— begin DATA IN THIS EXERCISE —
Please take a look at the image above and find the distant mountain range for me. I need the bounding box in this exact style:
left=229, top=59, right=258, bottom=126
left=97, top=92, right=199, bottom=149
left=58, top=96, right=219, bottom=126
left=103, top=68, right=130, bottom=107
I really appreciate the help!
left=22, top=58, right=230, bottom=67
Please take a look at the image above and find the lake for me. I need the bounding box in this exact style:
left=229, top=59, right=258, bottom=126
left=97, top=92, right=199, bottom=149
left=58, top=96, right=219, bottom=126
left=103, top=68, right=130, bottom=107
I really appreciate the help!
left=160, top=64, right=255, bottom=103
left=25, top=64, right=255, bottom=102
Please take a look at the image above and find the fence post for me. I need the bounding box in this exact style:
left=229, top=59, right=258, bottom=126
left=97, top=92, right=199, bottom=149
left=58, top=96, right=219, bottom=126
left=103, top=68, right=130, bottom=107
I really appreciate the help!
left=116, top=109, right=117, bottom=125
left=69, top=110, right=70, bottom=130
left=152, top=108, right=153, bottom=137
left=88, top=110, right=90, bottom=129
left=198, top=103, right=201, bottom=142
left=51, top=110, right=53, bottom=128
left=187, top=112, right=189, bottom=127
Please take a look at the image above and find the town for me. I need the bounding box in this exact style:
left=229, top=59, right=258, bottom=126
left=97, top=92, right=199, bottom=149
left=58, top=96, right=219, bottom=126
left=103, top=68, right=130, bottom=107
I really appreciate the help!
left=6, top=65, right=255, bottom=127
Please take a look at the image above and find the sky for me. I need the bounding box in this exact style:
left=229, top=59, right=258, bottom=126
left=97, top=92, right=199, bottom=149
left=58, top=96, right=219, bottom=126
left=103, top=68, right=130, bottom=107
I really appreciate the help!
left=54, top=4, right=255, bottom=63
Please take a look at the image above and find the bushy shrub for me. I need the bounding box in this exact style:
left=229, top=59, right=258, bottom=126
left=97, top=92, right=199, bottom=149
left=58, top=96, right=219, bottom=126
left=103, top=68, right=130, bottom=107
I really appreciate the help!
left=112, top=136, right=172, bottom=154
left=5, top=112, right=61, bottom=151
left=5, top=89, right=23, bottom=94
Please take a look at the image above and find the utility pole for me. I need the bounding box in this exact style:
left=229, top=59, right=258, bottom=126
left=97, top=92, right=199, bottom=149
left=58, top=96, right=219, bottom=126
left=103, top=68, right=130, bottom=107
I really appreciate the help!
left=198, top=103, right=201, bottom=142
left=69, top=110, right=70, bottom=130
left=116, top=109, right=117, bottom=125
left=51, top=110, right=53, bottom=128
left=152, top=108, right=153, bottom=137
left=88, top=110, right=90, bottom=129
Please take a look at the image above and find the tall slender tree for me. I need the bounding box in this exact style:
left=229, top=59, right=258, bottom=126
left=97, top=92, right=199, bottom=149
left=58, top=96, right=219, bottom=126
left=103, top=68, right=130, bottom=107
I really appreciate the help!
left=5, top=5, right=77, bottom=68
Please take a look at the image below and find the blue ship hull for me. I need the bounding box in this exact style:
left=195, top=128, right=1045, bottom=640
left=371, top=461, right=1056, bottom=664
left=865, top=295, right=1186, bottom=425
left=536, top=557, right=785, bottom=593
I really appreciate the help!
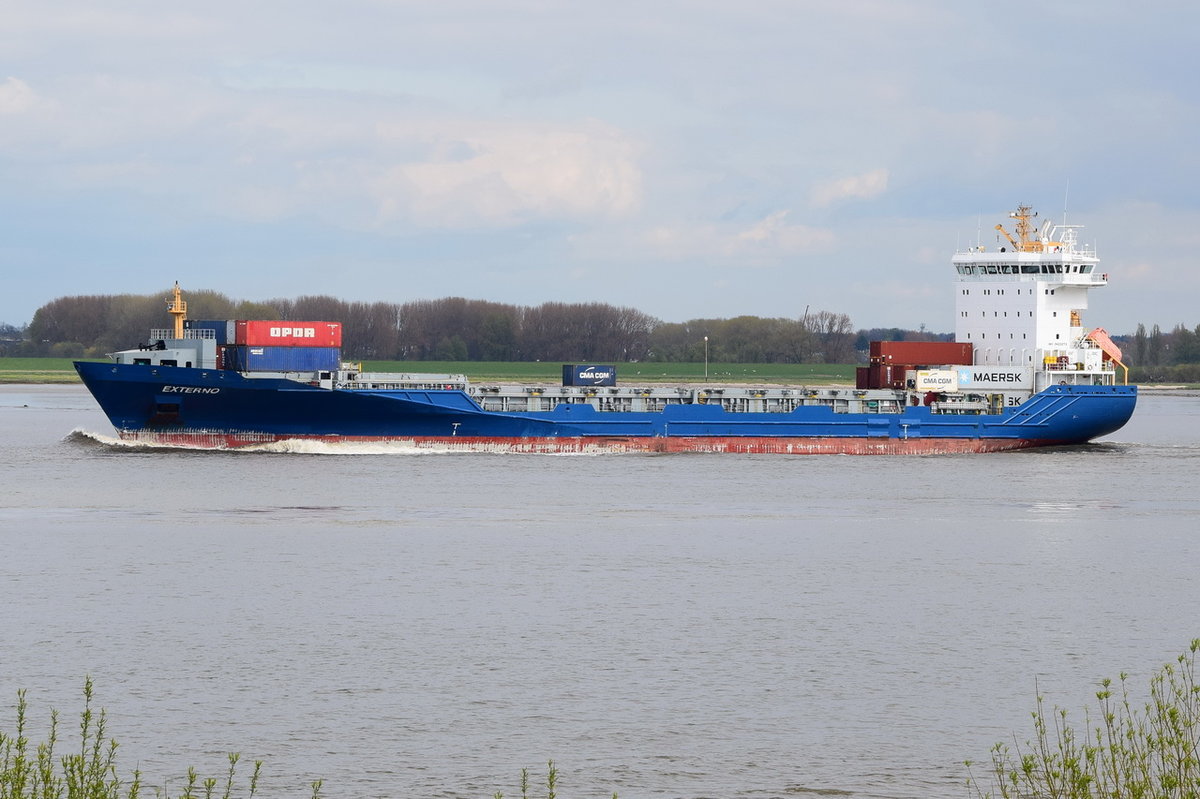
left=76, top=361, right=1138, bottom=453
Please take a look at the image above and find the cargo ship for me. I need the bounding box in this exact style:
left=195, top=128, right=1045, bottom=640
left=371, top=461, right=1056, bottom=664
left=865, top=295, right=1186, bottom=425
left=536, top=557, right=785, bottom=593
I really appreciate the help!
left=74, top=205, right=1138, bottom=455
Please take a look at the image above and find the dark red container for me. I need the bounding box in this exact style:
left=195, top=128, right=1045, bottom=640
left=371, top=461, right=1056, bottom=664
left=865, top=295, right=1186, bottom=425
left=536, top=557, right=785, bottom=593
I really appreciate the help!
left=870, top=341, right=974, bottom=366
left=233, top=319, right=342, bottom=347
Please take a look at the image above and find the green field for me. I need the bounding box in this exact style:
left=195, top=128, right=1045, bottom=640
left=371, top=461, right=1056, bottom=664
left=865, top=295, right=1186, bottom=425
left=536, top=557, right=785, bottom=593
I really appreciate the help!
left=0, top=358, right=854, bottom=385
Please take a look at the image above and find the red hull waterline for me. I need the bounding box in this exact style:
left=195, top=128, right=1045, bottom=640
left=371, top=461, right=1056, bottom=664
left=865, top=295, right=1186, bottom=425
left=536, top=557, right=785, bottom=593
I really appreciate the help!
left=114, top=431, right=1064, bottom=455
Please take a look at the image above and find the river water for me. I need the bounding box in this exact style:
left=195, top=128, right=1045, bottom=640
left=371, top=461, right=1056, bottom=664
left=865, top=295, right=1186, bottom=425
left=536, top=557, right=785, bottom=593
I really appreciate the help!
left=0, top=386, right=1200, bottom=799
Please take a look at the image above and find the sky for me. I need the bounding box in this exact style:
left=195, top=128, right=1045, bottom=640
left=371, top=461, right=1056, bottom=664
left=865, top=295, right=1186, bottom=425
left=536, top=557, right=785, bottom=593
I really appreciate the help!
left=0, top=0, right=1200, bottom=334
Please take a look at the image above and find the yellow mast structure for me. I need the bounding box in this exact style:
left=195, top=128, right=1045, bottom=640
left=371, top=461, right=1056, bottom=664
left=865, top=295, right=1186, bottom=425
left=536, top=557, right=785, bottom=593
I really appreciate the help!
left=167, top=281, right=187, bottom=338
left=996, top=205, right=1062, bottom=252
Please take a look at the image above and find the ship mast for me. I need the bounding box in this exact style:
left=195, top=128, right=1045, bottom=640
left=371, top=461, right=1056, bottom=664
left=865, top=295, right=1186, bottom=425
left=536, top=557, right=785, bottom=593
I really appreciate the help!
left=167, top=281, right=187, bottom=338
left=996, top=205, right=1043, bottom=252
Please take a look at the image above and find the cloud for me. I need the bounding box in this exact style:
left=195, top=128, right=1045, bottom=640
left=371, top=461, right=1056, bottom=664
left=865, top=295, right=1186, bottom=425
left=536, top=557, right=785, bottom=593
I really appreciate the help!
left=371, top=122, right=642, bottom=227
left=642, top=210, right=835, bottom=265
left=809, top=169, right=888, bottom=208
left=0, top=77, right=37, bottom=114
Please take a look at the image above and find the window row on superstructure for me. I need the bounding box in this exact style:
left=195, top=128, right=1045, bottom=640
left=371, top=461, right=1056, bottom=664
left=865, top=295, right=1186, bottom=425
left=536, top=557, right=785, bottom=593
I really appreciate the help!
left=955, top=264, right=1093, bottom=275
left=962, top=289, right=1054, bottom=296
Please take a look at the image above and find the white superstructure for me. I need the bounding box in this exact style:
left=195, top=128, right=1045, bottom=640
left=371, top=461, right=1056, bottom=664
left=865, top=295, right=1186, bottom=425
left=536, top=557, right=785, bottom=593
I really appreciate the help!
left=954, top=205, right=1121, bottom=391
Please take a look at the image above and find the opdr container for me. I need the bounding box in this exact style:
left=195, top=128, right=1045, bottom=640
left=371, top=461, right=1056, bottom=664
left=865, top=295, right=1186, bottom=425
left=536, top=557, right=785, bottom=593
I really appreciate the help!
left=233, top=319, right=342, bottom=347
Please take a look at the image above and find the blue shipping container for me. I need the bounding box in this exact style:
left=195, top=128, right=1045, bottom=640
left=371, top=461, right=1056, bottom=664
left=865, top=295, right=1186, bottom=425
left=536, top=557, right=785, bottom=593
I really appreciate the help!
left=224, top=344, right=342, bottom=372
left=563, top=364, right=617, bottom=385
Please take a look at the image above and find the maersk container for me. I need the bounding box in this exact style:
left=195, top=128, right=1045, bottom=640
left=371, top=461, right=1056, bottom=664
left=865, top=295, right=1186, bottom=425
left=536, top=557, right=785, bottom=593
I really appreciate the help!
left=224, top=344, right=342, bottom=372
left=563, top=364, right=617, bottom=385
left=870, top=341, right=974, bottom=366
left=184, top=319, right=234, bottom=346
left=233, top=319, right=342, bottom=347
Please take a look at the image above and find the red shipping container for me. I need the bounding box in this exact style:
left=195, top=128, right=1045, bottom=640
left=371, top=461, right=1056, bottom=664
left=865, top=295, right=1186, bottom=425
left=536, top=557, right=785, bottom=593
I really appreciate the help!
left=871, top=341, right=974, bottom=366
left=234, top=319, right=342, bottom=347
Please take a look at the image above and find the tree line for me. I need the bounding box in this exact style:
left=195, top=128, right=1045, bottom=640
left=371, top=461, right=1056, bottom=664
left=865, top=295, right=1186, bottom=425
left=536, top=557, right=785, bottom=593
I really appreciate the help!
left=1112, top=323, right=1200, bottom=383
left=0, top=290, right=864, bottom=364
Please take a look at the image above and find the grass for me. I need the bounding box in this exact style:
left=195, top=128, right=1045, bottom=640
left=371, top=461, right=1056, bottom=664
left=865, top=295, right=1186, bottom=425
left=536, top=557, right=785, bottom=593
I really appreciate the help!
left=0, top=678, right=322, bottom=799
left=0, top=677, right=618, bottom=799
left=0, top=358, right=854, bottom=385
left=967, top=638, right=1200, bottom=799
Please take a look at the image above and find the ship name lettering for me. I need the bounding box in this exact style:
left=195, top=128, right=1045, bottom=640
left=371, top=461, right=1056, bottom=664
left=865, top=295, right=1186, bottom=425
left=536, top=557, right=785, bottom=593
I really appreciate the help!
left=162, top=385, right=221, bottom=394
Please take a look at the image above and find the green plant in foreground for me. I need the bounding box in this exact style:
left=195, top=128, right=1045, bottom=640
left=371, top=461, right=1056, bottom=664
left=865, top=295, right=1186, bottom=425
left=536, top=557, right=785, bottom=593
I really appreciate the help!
left=966, top=638, right=1200, bottom=799
left=0, top=677, right=322, bottom=799
left=492, top=761, right=619, bottom=799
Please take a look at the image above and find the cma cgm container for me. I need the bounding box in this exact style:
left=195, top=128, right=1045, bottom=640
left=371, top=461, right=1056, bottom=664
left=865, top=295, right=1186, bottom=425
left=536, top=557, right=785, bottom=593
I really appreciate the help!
left=563, top=364, right=617, bottom=385
left=871, top=341, right=974, bottom=366
left=232, top=319, right=342, bottom=347
left=224, top=344, right=342, bottom=372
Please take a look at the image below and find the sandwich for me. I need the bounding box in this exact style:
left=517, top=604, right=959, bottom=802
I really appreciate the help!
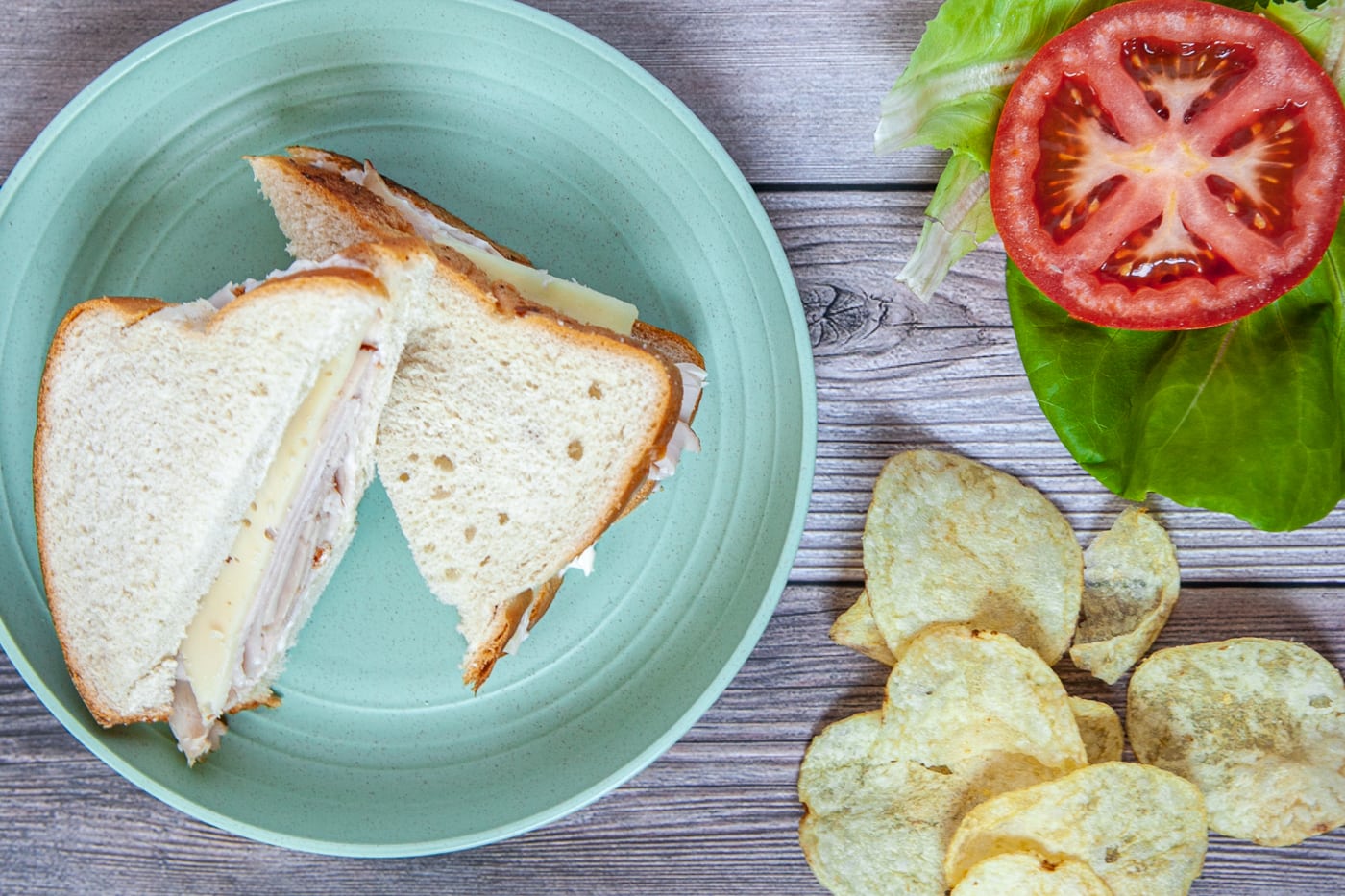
left=34, top=258, right=406, bottom=763
left=249, top=147, right=705, bottom=690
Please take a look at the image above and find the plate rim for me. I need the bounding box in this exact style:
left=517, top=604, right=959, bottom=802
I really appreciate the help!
left=0, top=0, right=818, bottom=857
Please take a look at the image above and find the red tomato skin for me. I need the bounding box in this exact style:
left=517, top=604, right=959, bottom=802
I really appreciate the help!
left=990, top=0, right=1345, bottom=329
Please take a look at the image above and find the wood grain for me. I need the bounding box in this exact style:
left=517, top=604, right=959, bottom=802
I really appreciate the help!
left=0, top=0, right=1345, bottom=896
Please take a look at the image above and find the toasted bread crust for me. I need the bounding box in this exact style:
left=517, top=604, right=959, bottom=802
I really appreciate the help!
left=33, top=296, right=168, bottom=728
left=246, top=145, right=531, bottom=265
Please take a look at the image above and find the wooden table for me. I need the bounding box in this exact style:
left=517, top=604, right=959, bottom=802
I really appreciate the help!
left=0, top=0, right=1345, bottom=896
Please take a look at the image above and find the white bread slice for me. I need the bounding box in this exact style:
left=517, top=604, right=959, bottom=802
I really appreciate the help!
left=34, top=261, right=406, bottom=756
left=248, top=147, right=705, bottom=689
left=347, top=239, right=682, bottom=688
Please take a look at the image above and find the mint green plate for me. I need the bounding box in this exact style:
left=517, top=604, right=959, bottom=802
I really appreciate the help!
left=0, top=0, right=817, bottom=856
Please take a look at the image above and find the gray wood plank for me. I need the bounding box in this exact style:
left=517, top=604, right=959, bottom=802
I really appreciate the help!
left=763, top=191, right=1345, bottom=583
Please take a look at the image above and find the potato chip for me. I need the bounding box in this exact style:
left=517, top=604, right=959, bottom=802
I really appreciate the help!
left=864, top=450, right=1083, bottom=665
left=944, top=763, right=1207, bottom=896
left=799, top=625, right=1087, bottom=896
left=949, top=853, right=1113, bottom=896
left=799, top=742, right=969, bottom=896
left=831, top=591, right=897, bottom=666
left=1069, top=697, right=1126, bottom=765
left=799, top=709, right=882, bottom=812
left=878, top=624, right=1088, bottom=795
left=1126, top=638, right=1345, bottom=846
left=1069, top=507, right=1181, bottom=685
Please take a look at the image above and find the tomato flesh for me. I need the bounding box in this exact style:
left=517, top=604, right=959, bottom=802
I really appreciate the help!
left=990, top=0, right=1345, bottom=329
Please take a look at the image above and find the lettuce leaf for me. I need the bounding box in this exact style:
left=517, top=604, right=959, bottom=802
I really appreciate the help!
left=897, top=152, right=995, bottom=299
left=1006, top=210, right=1345, bottom=530
left=874, top=0, right=1318, bottom=299
left=1257, top=0, right=1345, bottom=93
left=874, top=0, right=1110, bottom=163
left=874, top=0, right=1113, bottom=299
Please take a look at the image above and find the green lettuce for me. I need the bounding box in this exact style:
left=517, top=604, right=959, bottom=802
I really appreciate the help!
left=874, top=0, right=1110, bottom=299
left=875, top=0, right=1345, bottom=530
left=1257, top=0, right=1345, bottom=86
left=1006, top=209, right=1345, bottom=530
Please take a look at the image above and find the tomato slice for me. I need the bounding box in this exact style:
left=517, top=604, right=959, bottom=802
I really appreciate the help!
left=990, top=0, right=1345, bottom=329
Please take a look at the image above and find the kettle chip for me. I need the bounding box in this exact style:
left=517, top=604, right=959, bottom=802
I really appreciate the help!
left=1126, top=638, right=1345, bottom=846
left=1069, top=507, right=1181, bottom=685
left=864, top=450, right=1083, bottom=665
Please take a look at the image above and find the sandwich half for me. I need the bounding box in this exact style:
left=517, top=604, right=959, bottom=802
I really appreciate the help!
left=249, top=147, right=705, bottom=689
left=34, top=258, right=407, bottom=763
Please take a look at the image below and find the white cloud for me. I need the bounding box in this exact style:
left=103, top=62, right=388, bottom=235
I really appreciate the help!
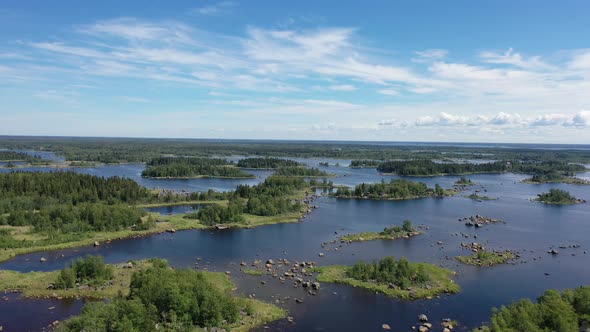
left=328, top=84, right=356, bottom=91
left=479, top=48, right=552, bottom=69
left=377, top=89, right=399, bottom=96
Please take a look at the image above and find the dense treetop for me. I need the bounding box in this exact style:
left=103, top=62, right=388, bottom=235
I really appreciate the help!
left=141, top=157, right=253, bottom=178
left=238, top=157, right=302, bottom=169
left=334, top=179, right=445, bottom=199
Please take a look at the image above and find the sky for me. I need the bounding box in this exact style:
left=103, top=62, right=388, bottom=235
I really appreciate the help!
left=0, top=0, right=590, bottom=144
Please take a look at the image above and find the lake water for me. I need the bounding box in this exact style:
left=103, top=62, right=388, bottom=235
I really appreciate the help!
left=0, top=159, right=590, bottom=331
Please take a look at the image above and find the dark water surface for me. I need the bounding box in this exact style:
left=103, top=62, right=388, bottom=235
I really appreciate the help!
left=0, top=159, right=590, bottom=331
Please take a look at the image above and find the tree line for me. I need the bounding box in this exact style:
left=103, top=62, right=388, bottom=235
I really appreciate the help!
left=141, top=157, right=253, bottom=178
left=238, top=157, right=302, bottom=169
left=333, top=179, right=445, bottom=199
left=377, top=160, right=586, bottom=176
left=189, top=175, right=309, bottom=225
left=57, top=259, right=245, bottom=332
left=347, top=256, right=430, bottom=289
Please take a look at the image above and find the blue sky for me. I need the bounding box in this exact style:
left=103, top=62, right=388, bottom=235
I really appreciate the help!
left=0, top=0, right=590, bottom=143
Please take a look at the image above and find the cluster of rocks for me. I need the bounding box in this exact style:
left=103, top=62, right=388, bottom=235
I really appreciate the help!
left=299, top=191, right=320, bottom=221
left=240, top=258, right=320, bottom=296
left=412, top=314, right=455, bottom=332
left=459, top=214, right=502, bottom=227
left=461, top=242, right=485, bottom=252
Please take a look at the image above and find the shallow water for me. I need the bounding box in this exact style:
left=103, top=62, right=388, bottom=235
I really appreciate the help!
left=0, top=159, right=590, bottom=331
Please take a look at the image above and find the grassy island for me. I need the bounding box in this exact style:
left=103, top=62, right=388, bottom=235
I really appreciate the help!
left=455, top=176, right=475, bottom=187
left=456, top=250, right=517, bottom=266
left=333, top=179, right=457, bottom=200
left=0, top=172, right=309, bottom=261
left=340, top=220, right=422, bottom=242
left=314, top=257, right=460, bottom=299
left=0, top=257, right=286, bottom=331
left=348, top=159, right=382, bottom=168
left=535, top=189, right=584, bottom=205
left=522, top=173, right=590, bottom=185
left=275, top=166, right=336, bottom=178
left=473, top=286, right=590, bottom=332
left=467, top=194, right=497, bottom=201
left=141, top=157, right=254, bottom=179
left=238, top=158, right=303, bottom=169
left=377, top=160, right=586, bottom=176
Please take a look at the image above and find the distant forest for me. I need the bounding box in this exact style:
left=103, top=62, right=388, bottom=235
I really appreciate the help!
left=0, top=136, right=590, bottom=164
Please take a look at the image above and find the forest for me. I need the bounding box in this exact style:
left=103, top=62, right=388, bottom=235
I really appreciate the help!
left=274, top=166, right=333, bottom=177
left=0, top=150, right=47, bottom=165
left=474, top=286, right=590, bottom=332
left=57, top=259, right=242, bottom=332
left=187, top=176, right=309, bottom=226
left=0, top=172, right=157, bottom=243
left=348, top=159, right=382, bottom=168
left=238, top=157, right=303, bottom=169
left=536, top=189, right=578, bottom=204
left=141, top=157, right=254, bottom=178
left=377, top=160, right=586, bottom=176
left=347, top=256, right=429, bottom=289
left=0, top=136, right=590, bottom=164
left=333, top=179, right=446, bottom=199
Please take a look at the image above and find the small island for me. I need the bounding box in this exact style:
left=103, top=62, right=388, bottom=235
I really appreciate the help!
— end DATA IN THIS EXERCISE —
* TASK INSTRUCTIONS *
Return every line from the one containing "the white cloud" down through the one containing "left=377, top=89, right=399, bottom=96", both ends included, copied without any change and with the picture left out.

* ANSWER TO THE PROBLEM *
Please take a look at the image below and find the white cloud for me. I need the bounding box in this exact style:
left=103, top=62, right=388, bottom=235
I really appreciate the help!
left=328, top=84, right=356, bottom=91
left=479, top=48, right=552, bottom=69
left=377, top=89, right=399, bottom=96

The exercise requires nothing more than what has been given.